### [ASSIGNED TASK]
Output the data, starting with its first line and going on through the line that contains "box: [97, 35, 100, 44]", as a Markdown table with the columns Row and Line, giving each line a row number and omitting blank lines. Leave the pictures out of the table.

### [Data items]
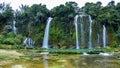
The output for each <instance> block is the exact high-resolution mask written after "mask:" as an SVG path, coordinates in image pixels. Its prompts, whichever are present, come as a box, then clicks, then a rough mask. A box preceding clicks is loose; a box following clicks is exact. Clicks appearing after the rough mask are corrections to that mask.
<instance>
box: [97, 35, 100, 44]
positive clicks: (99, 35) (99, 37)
mask: <svg viewBox="0 0 120 68" xmlns="http://www.w3.org/2000/svg"><path fill="white" fill-rule="evenodd" d="M99 44H100V35H99V34H97V45H99Z"/></svg>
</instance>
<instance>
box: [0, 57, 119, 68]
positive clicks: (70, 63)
mask: <svg viewBox="0 0 120 68" xmlns="http://www.w3.org/2000/svg"><path fill="white" fill-rule="evenodd" d="M0 68H120V60H119V59H117V58H115V57H113V56H100V55H87V56H83V55H41V56H40V57H32V58H31V59H28V60H25V59H22V60H14V61H13V62H12V63H10V64H5V65H0Z"/></svg>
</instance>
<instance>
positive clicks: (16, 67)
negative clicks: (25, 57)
mask: <svg viewBox="0 0 120 68" xmlns="http://www.w3.org/2000/svg"><path fill="white" fill-rule="evenodd" d="M12 68H26V67H23V66H22V65H13V66H12Z"/></svg>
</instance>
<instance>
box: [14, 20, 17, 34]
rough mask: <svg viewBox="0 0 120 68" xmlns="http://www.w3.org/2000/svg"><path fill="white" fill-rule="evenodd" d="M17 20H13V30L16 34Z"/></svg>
mask: <svg viewBox="0 0 120 68" xmlns="http://www.w3.org/2000/svg"><path fill="white" fill-rule="evenodd" d="M15 25H16V21H15V20H14V21H13V32H14V34H15V35H16V34H17V28H16V26H15Z"/></svg>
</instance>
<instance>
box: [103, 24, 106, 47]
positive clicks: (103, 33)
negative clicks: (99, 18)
mask: <svg viewBox="0 0 120 68" xmlns="http://www.w3.org/2000/svg"><path fill="white" fill-rule="evenodd" d="M103 47H104V48H105V47H106V27H105V25H103Z"/></svg>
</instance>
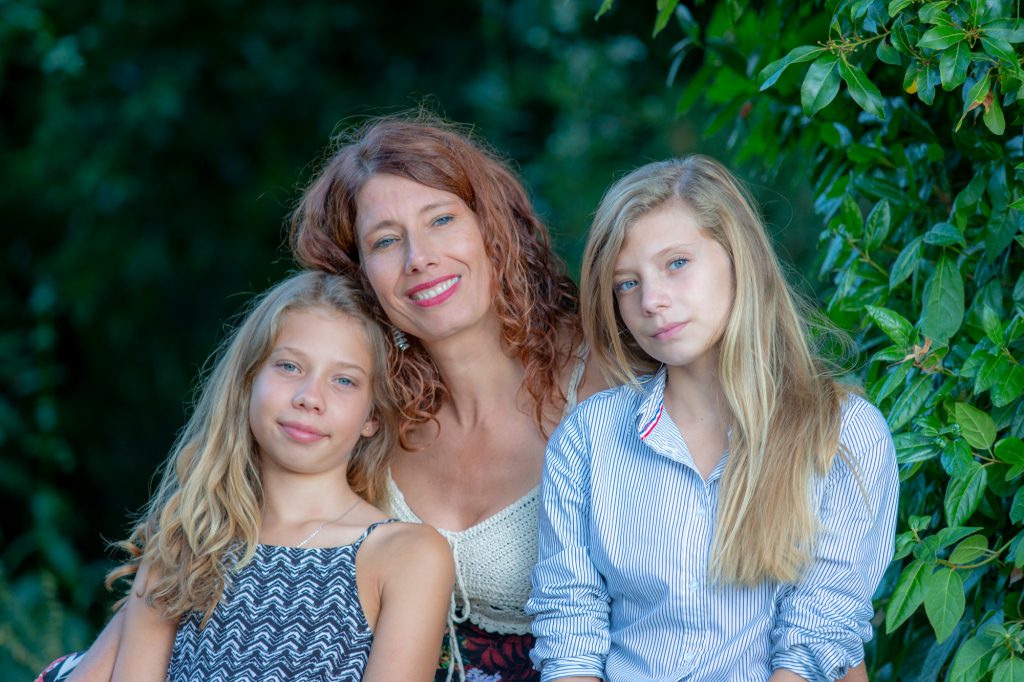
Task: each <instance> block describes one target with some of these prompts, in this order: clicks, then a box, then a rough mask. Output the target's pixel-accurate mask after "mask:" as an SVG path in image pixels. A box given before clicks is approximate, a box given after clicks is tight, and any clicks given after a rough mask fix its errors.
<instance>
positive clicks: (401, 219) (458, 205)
mask: <svg viewBox="0 0 1024 682" xmlns="http://www.w3.org/2000/svg"><path fill="white" fill-rule="evenodd" d="M355 233H356V240H357V242H358V248H359V256H360V259H361V261H362V268H364V270H365V271H366V273H367V276H368V279H369V280H370V284H371V286H373V288H374V292H376V294H377V298H378V299H379V300H380V302H381V306H382V307H383V308H384V311H385V312H386V313H387V316H388V318H390V321H391V322H392V323H393V324H394V325H395V326H396V327H398V328H399V329H400V330H402V331H403V332H407V333H409V334H413V335H414V336H417V337H419V338H420V339H422V340H423V341H424V342H426V343H430V342H431V341H436V340H439V339H443V338H445V337H449V336H451V335H453V334H456V333H458V332H461V331H463V330H466V329H472V328H474V327H476V326H480V325H483V324H488V323H489V324H497V317H496V316H495V314H494V312H493V309H492V305H493V303H492V299H493V298H494V291H493V285H492V280H493V271H494V270H493V268H492V265H490V260H489V259H488V258H487V254H486V251H485V249H484V246H483V238H482V236H481V233H480V224H479V221H478V220H477V219H476V214H474V213H473V211H471V210H470V209H469V207H468V206H466V204H465V203H464V202H463V201H462V200H461V199H460V198H459V197H457V196H456V195H453V194H451V193H447V191H443V190H441V189H434V188H433V187H428V186H426V185H423V184H420V183H419V182H414V181H413V180H410V179H407V178H403V177H399V176H397V175H390V174H379V175H375V176H373V177H372V178H370V180H369V181H368V182H367V183H366V184H365V185H364V186H362V189H361V190H360V191H359V194H358V196H357V197H356V221H355Z"/></svg>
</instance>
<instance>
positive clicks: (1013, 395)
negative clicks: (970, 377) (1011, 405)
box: [990, 355, 1024, 408]
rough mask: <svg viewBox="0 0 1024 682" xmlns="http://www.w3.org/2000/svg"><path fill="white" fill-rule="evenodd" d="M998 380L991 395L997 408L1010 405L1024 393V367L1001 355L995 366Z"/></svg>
mask: <svg viewBox="0 0 1024 682" xmlns="http://www.w3.org/2000/svg"><path fill="white" fill-rule="evenodd" d="M995 372H996V373H997V374H998V377H999V378H998V379H997V380H996V381H995V383H993V384H992V391H991V393H990V395H991V398H992V404H993V406H995V407H996V408H1001V407H1004V406H1007V404H1010V403H1011V402H1013V401H1014V400H1016V399H1017V398H1018V397H1020V395H1021V393H1024V367H1022V366H1020V365H1018V364H1017V363H1015V361H1014V360H1012V359H1010V358H1009V357H1007V356H1006V355H999V357H998V359H997V360H996V365H995Z"/></svg>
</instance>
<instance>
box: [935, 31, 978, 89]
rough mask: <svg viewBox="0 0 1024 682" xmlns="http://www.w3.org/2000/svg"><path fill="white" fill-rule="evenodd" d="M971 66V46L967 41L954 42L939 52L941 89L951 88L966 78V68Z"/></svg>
mask: <svg viewBox="0 0 1024 682" xmlns="http://www.w3.org/2000/svg"><path fill="white" fill-rule="evenodd" d="M970 66H971V46H970V45H968V44H967V41H961V42H958V43H955V44H954V45H953V46H952V47H950V48H949V49H947V50H943V51H942V52H941V53H940V54H939V78H940V79H941V81H942V89H943V90H952V89H953V88H955V87H956V86H958V85H961V84H962V83H963V82H964V81H965V80H967V69H968V67H970Z"/></svg>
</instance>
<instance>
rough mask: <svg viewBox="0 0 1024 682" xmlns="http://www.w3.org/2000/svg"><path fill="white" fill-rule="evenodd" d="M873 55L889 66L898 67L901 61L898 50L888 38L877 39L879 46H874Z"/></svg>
mask: <svg viewBox="0 0 1024 682" xmlns="http://www.w3.org/2000/svg"><path fill="white" fill-rule="evenodd" d="M874 56H877V57H879V60H880V61H882V62H884V63H888V65H889V66H891V67H898V66H900V65H901V63H902V62H903V58H902V57H901V56H900V53H899V50H898V49H896V48H895V47H893V44H892V43H890V42H889V41H888V40H880V41H879V46H878V47H876V48H874Z"/></svg>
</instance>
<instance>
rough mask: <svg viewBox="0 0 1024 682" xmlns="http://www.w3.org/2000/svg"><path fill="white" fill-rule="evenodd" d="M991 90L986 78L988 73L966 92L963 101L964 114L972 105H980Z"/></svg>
mask: <svg viewBox="0 0 1024 682" xmlns="http://www.w3.org/2000/svg"><path fill="white" fill-rule="evenodd" d="M990 89H991V81H990V80H989V78H988V72H987V71H986V72H985V75H984V76H982V77H981V79H980V80H978V82H977V83H975V84H974V85H972V86H971V89H970V90H968V92H967V98H966V99H965V101H964V114H965V115H966V114H967V113H968V111H970V110H971V108H972V105H975V104H980V103H981V102H983V101H984V100H985V97H987V96H988V91H989V90H990Z"/></svg>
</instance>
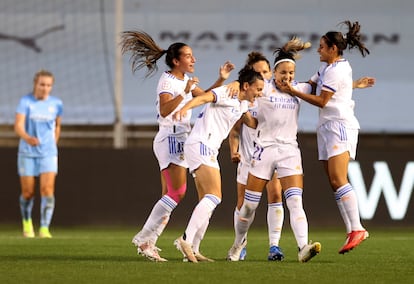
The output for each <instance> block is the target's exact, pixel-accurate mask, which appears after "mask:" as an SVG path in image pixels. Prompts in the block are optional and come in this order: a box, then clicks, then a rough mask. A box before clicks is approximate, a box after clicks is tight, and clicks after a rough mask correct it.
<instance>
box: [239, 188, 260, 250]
mask: <svg viewBox="0 0 414 284" xmlns="http://www.w3.org/2000/svg"><path fill="white" fill-rule="evenodd" d="M261 196H262V193H261V192H256V191H251V190H248V189H246V190H245V193H244V201H243V206H242V207H241V208H240V212H239V218H238V220H237V222H236V223H235V232H236V237H235V240H234V244H235V245H239V244H241V243H242V242H243V240H244V238H245V237H246V236H247V231H248V230H249V228H250V225H251V223H252V222H253V219H254V214H255V212H256V208H257V206H258V205H259V202H260V198H261Z"/></svg>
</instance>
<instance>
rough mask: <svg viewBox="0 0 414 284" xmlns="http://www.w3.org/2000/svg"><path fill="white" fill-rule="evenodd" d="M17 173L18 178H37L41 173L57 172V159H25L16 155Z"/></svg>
mask: <svg viewBox="0 0 414 284" xmlns="http://www.w3.org/2000/svg"><path fill="white" fill-rule="evenodd" d="M17 172H18V173H19V176H31V177H33V176H35V177H37V176H39V175H40V174H43V173H57V172H58V158H57V156H51V157H26V156H23V155H20V154H18V155H17Z"/></svg>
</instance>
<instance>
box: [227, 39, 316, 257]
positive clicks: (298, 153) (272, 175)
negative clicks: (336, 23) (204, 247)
mask: <svg viewBox="0 0 414 284" xmlns="http://www.w3.org/2000/svg"><path fill="white" fill-rule="evenodd" d="M308 47H310V44H309V43H303V42H302V41H301V40H300V39H298V38H293V39H292V40H290V41H289V42H288V43H286V44H285V45H284V46H283V47H282V48H279V49H277V50H276V51H275V54H276V55H277V56H276V58H275V62H274V75H273V77H274V80H273V81H272V85H271V86H272V87H271V88H269V89H268V90H267V91H266V93H265V94H263V96H262V97H261V98H258V100H257V101H258V106H259V110H258V115H257V120H258V125H257V128H256V136H255V151H254V153H253V159H252V162H251V167H250V171H249V176H248V179H247V185H246V190H245V196H244V201H243V206H242V207H241V209H240V214H239V219H240V220H239V222H238V224H237V227H236V237H235V240H234V243H233V246H232V247H231V248H230V250H229V252H228V256H227V259H228V260H231V261H237V260H238V259H239V255H240V252H241V251H242V249H243V247H245V246H246V239H245V238H244V236H245V234H246V233H247V231H248V229H249V227H250V222H248V220H249V219H250V218H251V216H252V214H254V212H255V210H256V208H257V206H258V204H259V201H260V198H261V195H262V190H263V188H264V187H265V185H266V183H267V182H268V181H269V180H270V179H271V178H272V176H273V173H274V171H275V170H277V174H278V178H279V180H280V183H281V185H282V190H283V194H284V196H285V203H286V206H287V207H288V209H289V215H290V224H291V228H292V231H293V234H294V236H295V239H296V243H297V246H298V249H299V253H298V260H299V261H300V262H307V261H309V260H310V259H311V258H312V257H314V256H315V255H316V254H318V253H319V252H320V250H321V244H320V243H319V242H314V243H309V242H308V241H309V240H308V222H307V218H306V214H305V211H304V209H303V204H302V192H303V169H302V158H301V153H300V150H299V147H298V143H297V137H296V136H297V129H298V122H297V120H298V114H299V106H300V105H299V104H300V100H299V99H297V98H295V97H292V96H291V95H289V94H288V93H284V92H281V91H280V90H279V89H278V88H277V86H276V82H277V81H285V80H286V81H289V82H291V84H292V86H293V87H294V88H295V89H299V90H301V91H303V92H306V91H308V90H309V91H310V85H309V84H307V83H301V84H300V83H297V82H295V81H294V76H295V65H296V63H295V58H297V55H298V54H297V53H298V52H299V51H300V50H302V49H304V48H308Z"/></svg>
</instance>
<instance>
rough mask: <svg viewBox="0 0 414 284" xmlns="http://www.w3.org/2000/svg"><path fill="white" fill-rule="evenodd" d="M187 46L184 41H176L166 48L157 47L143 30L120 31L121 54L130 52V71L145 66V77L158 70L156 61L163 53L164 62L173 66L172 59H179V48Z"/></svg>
mask: <svg viewBox="0 0 414 284" xmlns="http://www.w3.org/2000/svg"><path fill="white" fill-rule="evenodd" d="M184 46H187V45H186V44H185V43H182V42H176V43H173V44H171V45H170V46H169V47H168V49H162V48H161V47H159V46H158V45H157V44H156V42H155V41H154V40H153V38H152V37H151V36H150V35H149V34H147V33H146V32H144V31H138V30H136V31H124V32H122V33H121V50H122V54H126V53H129V52H130V53H131V57H130V62H131V67H132V72H133V73H135V72H136V71H137V70H139V69H142V68H144V67H146V68H147V73H146V75H145V77H148V76H151V75H152V74H153V73H154V72H156V71H157V70H158V66H157V61H158V59H160V58H161V57H162V56H163V55H164V54H166V57H165V64H167V66H168V67H170V68H171V69H172V68H174V63H173V59H179V58H180V55H181V48H182V47H184Z"/></svg>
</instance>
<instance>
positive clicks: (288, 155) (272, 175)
mask: <svg viewBox="0 0 414 284" xmlns="http://www.w3.org/2000/svg"><path fill="white" fill-rule="evenodd" d="M275 170H276V171H277V174H278V178H283V177H287V176H293V175H302V174H303V168H302V156H301V153H300V150H299V148H298V146H297V145H291V144H277V145H271V146H268V147H264V148H263V147H261V146H259V145H257V144H256V149H255V152H254V154H253V159H252V162H251V165H250V173H251V174H252V175H254V176H255V177H258V178H261V179H265V180H271V179H272V177H273V174H274V173H275Z"/></svg>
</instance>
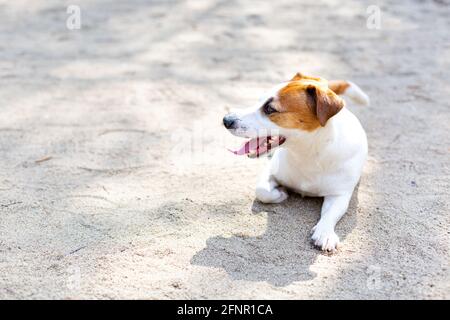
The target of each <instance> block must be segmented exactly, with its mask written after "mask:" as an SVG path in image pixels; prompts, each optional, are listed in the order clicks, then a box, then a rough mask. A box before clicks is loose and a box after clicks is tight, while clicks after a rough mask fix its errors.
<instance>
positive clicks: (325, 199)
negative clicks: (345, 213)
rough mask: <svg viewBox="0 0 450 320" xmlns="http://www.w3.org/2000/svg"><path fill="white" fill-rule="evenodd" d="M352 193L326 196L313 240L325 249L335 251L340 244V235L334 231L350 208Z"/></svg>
mask: <svg viewBox="0 0 450 320" xmlns="http://www.w3.org/2000/svg"><path fill="white" fill-rule="evenodd" d="M352 193H353V192H350V193H347V194H344V195H339V196H326V197H325V199H324V201H323V205H322V211H321V213H320V220H319V222H318V223H317V224H316V226H315V227H314V228H313V230H312V233H313V235H312V237H311V239H312V241H313V242H314V244H315V245H316V246H318V247H320V248H321V249H322V250H324V251H335V250H336V249H337V247H338V245H339V237H338V236H337V234H336V233H335V232H334V227H335V226H336V223H338V221H339V220H340V219H341V218H342V216H343V215H344V214H345V212H346V211H347V208H348V204H349V202H350V199H351V197H352Z"/></svg>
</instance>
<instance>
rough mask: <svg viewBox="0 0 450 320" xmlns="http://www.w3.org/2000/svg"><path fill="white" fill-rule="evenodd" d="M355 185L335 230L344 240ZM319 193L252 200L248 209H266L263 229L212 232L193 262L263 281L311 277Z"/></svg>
mask: <svg viewBox="0 0 450 320" xmlns="http://www.w3.org/2000/svg"><path fill="white" fill-rule="evenodd" d="M357 193H358V189H357V188H356V189H355V192H354V193H353V197H352V200H351V202H350V206H349V209H348V211H347V214H346V215H345V216H344V217H343V218H342V220H341V222H340V223H339V224H338V226H337V228H336V231H337V233H338V235H339V236H340V239H341V241H343V240H344V239H345V237H346V235H347V234H349V233H350V232H351V230H352V229H353V228H354V226H355V225H356V211H357V207H358V203H357ZM322 201H323V200H322V198H302V197H301V196H299V195H296V194H290V197H289V199H288V200H287V201H286V202H285V203H282V204H278V205H265V204H262V203H260V202H258V201H257V200H255V201H254V202H253V205H252V212H253V213H260V212H266V213H267V229H266V231H265V232H264V234H262V235H259V236H256V237H247V236H243V235H237V234H235V235H233V236H232V237H229V238H225V237H222V236H216V237H211V238H209V239H208V240H207V241H206V247H205V248H204V249H202V250H201V251H199V252H198V253H196V254H195V255H194V256H193V257H192V259H191V263H192V264H194V265H200V266H206V267H216V268H223V269H224V270H225V271H226V272H227V273H228V274H229V275H230V277H231V278H232V279H234V280H247V281H267V282H268V283H270V284H273V285H275V286H279V287H282V286H287V285H289V284H291V283H292V282H295V281H306V280H311V279H313V278H315V276H316V274H315V273H314V272H312V271H311V270H310V266H311V265H312V264H313V263H314V261H315V259H316V258H317V256H318V255H320V254H322V253H321V252H320V251H319V250H317V249H315V248H314V247H313V245H312V244H311V243H310V238H309V236H310V230H311V228H312V227H313V226H314V225H315V223H316V222H317V220H318V218H319V215H320V208H321V205H322Z"/></svg>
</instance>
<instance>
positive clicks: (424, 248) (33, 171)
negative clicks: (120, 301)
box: [0, 0, 450, 299]
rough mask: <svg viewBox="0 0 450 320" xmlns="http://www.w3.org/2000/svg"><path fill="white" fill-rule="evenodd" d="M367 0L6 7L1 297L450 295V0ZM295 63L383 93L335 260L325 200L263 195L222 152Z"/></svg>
mask: <svg viewBox="0 0 450 320" xmlns="http://www.w3.org/2000/svg"><path fill="white" fill-rule="evenodd" d="M74 2H76V3H75V4H77V5H79V6H80V8H81V22H82V24H81V29H79V30H69V29H67V27H66V19H67V17H68V14H67V13H66V8H67V5H68V4H74ZM370 4H373V3H372V2H370V1H346V2H345V4H341V1H332V0H329V1H317V0H314V1H312V0H311V1H302V2H296V1H288V0H280V1H276V2H273V1H272V3H269V2H267V1H266V2H260V3H256V2H255V1H241V0H236V1H228V0H227V1H218V0H211V1H120V2H119V1H100V0H99V1H70V2H65V1H53V0H49V1H28V2H26V1H0V8H1V10H0V19H1V21H2V23H1V25H0V206H1V207H0V214H1V216H0V270H1V272H0V298H3V299H124V298H130V299H185V298H186V299H196V298H201V299H228V298H235V299H237V298H239V299H240V298H244V299H256V298H257V299H266V298H270V299H304V298H313V299H316V298H323V299H344V298H345V299H346V298H352V299H397V298H401V299H403V298H405V299H431V298H435V299H444V298H446V299H449V298H450V268H449V264H450V252H449V250H450V232H449V224H450V217H449V203H450V201H449V172H450V171H449V151H450V150H449V145H450V138H449V137H450V135H449V120H450V111H449V110H450V108H449V107H450V102H449V101H450V94H449V92H450V76H449V73H448V70H449V67H450V47H449V45H448V30H449V28H450V20H449V19H448V17H449V15H450V5H449V3H448V1H445V0H440V1H428V2H426V3H423V2H422V1H409V2H408V4H405V3H403V2H399V1H377V4H378V5H379V6H380V9H381V28H380V29H368V28H367V27H366V19H367V13H366V10H367V7H368V6H369V5H370ZM297 71H301V72H304V73H306V74H311V75H319V76H322V77H325V78H328V79H336V78H342V79H349V80H352V81H354V82H355V83H357V84H359V85H360V86H361V87H362V88H363V89H364V90H365V91H366V92H367V93H368V95H369V96H370V97H371V102H372V103H371V105H370V106H369V107H360V106H356V105H352V104H351V103H349V104H348V108H349V109H350V110H351V111H352V112H354V113H355V114H356V115H357V116H358V118H359V119H360V121H361V123H362V124H363V126H364V127H365V129H366V132H367V136H368V140H369V160H368V162H367V165H366V166H365V169H364V173H363V176H362V179H361V181H360V184H359V188H358V189H357V190H356V191H355V194H354V196H353V200H352V203H351V206H350V209H349V211H348V214H347V215H345V216H344V218H343V219H342V220H341V222H340V223H339V224H338V226H337V233H338V234H339V235H340V237H341V241H342V248H341V249H340V250H339V252H338V253H337V254H334V255H327V254H323V253H322V252H320V251H319V250H317V249H315V248H314V247H313V246H312V245H311V243H310V241H309V232H310V230H311V228H312V227H313V226H314V224H315V223H316V221H317V220H318V218H319V212H320V206H321V202H322V200H321V199H319V198H301V197H300V196H296V195H291V197H290V198H289V199H288V200H287V201H286V202H285V203H282V204H279V205H263V204H260V203H258V202H257V201H255V197H254V186H255V183H256V180H257V176H258V173H259V172H260V170H261V168H262V167H263V166H264V164H265V162H266V161H267V159H258V160H250V159H247V158H245V157H237V156H234V155H232V154H231V153H229V152H227V151H226V147H236V146H237V145H239V143H240V142H241V141H240V140H239V139H238V138H235V137H232V136H231V135H230V134H229V133H227V132H226V130H224V128H223V127H222V124H221V121H222V117H223V115H224V114H225V113H226V112H227V110H228V109H229V108H240V107H247V106H250V105H252V104H253V103H256V102H257V101H258V98H259V96H260V95H261V94H262V93H263V92H264V91H265V90H267V89H268V88H270V87H271V86H272V85H274V84H277V83H279V82H281V81H285V80H287V79H289V78H290V77H292V76H293V74H295V72H297Z"/></svg>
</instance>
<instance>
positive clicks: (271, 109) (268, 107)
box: [263, 98, 277, 115]
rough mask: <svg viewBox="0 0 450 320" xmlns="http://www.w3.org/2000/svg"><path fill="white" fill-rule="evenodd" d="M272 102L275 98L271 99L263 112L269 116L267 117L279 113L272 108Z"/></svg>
mask: <svg viewBox="0 0 450 320" xmlns="http://www.w3.org/2000/svg"><path fill="white" fill-rule="evenodd" d="M272 101H273V98H270V99H269V100H268V101H267V102H266V103H265V104H264V105H263V111H264V113H265V114H267V115H269V114H272V113H274V112H277V110H276V109H274V108H273V107H272V105H271V103H272Z"/></svg>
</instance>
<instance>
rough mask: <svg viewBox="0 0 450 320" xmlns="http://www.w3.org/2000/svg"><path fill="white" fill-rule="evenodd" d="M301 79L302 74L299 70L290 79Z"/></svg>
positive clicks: (302, 77) (302, 76)
mask: <svg viewBox="0 0 450 320" xmlns="http://www.w3.org/2000/svg"><path fill="white" fill-rule="evenodd" d="M301 79H303V75H302V74H301V73H300V72H297V73H296V74H295V76H294V77H292V79H291V81H297V80H301Z"/></svg>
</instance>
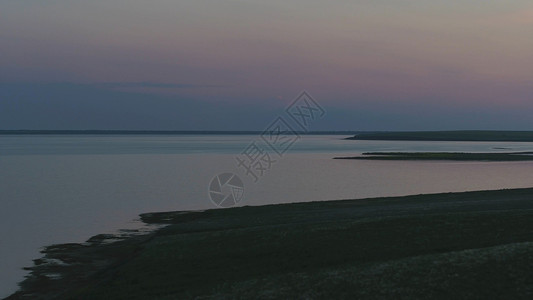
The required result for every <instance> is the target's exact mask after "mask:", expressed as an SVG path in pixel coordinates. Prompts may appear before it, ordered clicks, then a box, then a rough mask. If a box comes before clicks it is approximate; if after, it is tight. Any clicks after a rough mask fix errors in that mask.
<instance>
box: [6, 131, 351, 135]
mask: <svg viewBox="0 0 533 300" xmlns="http://www.w3.org/2000/svg"><path fill="white" fill-rule="evenodd" d="M261 133H263V131H214V130H212V131H201V130H199V131H194V130H193V131H190V130H0V135H24V134H28V135H31V134H38V135H57V134H62V135H69V134H70V135H80V134H93V135H105V134H111V135H128V134H131V135H139V134H145V135H183V134H190V135H197V134H225V135H241V134H242V135H254V134H257V135H259V134H261ZM297 133H298V134H302V135H304V134H324V135H326V134H335V135H353V134H357V133H358V132H357V131H307V132H297Z"/></svg>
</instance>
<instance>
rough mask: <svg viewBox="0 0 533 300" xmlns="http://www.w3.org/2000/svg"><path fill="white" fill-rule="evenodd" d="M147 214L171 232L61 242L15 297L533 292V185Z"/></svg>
mask: <svg viewBox="0 0 533 300" xmlns="http://www.w3.org/2000/svg"><path fill="white" fill-rule="evenodd" d="M141 217H142V220H143V221H144V222H146V223H151V224H168V226H166V227H164V228H161V229H159V230H157V231H155V232H154V233H151V234H148V235H141V236H133V237H129V238H125V239H122V240H119V241H117V242H114V243H105V242H104V241H105V240H107V239H109V238H112V237H109V236H97V237H95V238H93V239H92V241H89V243H87V244H81V245H80V244H67V245H55V246H50V247H48V248H46V249H45V251H44V254H45V257H44V258H43V259H40V260H38V261H36V266H34V267H33V269H32V270H33V275H34V276H33V277H31V278H30V279H28V280H27V281H26V282H24V283H23V285H22V287H23V290H22V291H20V292H19V293H17V294H15V295H13V296H12V297H11V298H9V299H26V298H25V295H32V297H35V298H38V297H37V296H40V297H42V299H48V298H49V299H194V298H201V299H383V298H385V299H431V298H434V299H488V298H491V299H494V298H500V299H532V297H533V189H515V190H501V191H481V192H468V193H445V194H433V195H417V196H406V197H391V198H376V199H363V200H345V201H326V202H310V203H299V204H283V205H268V206H260V207H239V208H232V209H223V210H208V211H203V212H166V213H149V214H143V215H141ZM50 273H53V274H59V275H61V279H50V278H48V277H47V274H50Z"/></svg>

### [PROBLEM SOLUTION]
| Row | Line |
|---|---|
| 1 | The output for each <instance> block is the exact high-resolution mask written after "mask:" as an SVG path, coordinates in image pixels. Its prompts, whichever are present, come as a box, then clicks, then a rough mask. A box preceding clicks is loose; a box following clicks is exact. Clicks appearing after the rough mask are corrections to that mask. |
| 2 | <instance> |
| 3 | box: [97, 35, 100, 44] |